+++ DATA FOR THE TASK +++

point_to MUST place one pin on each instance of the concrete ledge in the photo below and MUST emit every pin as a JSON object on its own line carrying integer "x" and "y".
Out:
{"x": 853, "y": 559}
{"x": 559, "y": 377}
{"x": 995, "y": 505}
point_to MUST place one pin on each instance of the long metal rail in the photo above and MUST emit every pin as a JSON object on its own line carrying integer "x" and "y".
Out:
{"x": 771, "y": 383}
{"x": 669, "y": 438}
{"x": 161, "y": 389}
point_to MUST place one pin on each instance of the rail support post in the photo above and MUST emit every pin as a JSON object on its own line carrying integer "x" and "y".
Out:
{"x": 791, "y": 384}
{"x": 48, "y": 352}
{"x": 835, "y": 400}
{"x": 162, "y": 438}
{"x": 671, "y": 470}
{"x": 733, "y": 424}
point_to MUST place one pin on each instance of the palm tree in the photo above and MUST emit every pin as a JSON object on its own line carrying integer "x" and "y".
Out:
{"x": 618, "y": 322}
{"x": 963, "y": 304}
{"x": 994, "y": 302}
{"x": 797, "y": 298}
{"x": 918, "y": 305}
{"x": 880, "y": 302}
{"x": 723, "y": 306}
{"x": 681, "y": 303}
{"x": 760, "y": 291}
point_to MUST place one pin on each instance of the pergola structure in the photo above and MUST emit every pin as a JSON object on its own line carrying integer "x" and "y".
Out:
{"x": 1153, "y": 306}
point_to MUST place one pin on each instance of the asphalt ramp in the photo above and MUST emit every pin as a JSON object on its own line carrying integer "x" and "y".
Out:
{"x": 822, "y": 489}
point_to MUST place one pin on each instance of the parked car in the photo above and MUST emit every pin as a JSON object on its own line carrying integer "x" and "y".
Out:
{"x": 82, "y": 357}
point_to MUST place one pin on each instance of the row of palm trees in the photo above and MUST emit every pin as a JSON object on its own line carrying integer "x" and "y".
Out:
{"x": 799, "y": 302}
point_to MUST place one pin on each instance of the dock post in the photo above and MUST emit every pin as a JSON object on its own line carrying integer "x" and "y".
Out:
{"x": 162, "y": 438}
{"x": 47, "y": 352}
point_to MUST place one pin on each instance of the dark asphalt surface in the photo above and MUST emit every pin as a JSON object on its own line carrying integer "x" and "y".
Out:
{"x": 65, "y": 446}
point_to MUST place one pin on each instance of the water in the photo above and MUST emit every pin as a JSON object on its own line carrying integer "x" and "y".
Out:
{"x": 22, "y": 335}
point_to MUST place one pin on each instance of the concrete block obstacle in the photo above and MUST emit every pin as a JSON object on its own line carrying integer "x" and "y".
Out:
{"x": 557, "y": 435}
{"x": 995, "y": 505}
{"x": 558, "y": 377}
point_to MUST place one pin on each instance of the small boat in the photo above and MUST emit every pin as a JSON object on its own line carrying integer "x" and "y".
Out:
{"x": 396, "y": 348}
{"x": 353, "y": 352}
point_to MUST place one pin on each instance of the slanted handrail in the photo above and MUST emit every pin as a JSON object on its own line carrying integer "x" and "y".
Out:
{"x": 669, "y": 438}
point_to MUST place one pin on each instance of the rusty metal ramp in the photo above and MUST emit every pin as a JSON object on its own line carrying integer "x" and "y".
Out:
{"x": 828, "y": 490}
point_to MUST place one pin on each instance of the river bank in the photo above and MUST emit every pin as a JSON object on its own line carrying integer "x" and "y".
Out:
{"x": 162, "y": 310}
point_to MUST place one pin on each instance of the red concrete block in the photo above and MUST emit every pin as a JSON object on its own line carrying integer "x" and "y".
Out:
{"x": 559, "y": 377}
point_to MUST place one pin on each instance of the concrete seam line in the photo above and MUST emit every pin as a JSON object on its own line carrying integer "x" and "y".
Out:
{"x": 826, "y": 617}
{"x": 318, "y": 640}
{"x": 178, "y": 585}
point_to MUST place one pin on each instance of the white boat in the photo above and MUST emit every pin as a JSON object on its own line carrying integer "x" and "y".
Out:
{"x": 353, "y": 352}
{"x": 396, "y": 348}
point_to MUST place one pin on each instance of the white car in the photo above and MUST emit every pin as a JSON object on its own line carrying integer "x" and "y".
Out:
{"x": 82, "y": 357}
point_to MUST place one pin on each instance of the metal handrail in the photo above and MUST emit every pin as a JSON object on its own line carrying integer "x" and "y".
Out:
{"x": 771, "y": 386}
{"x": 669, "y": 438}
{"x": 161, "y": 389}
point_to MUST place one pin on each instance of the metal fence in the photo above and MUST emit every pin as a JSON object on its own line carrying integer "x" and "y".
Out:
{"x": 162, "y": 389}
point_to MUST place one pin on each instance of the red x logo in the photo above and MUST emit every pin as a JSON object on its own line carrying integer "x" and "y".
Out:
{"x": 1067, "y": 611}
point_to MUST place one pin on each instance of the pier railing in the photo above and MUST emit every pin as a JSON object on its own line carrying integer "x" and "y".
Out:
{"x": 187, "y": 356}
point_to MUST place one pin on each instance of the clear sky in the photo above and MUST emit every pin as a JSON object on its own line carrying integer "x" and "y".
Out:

+++

Across the data, find each line that has "asphalt" in it and copy that line.

- [SOLUTION]:
point_to MUST place one pin on each instance of the asphalt ramp in the photo above and MUST emit every pin as a JSON object on its own line carrying integer "x" and "y".
point_to MUST place one pin on each instance of the dark asphalt surface in the photo above and MUST emit every pin as a JSON object on its own line carrying integer "x" and "y".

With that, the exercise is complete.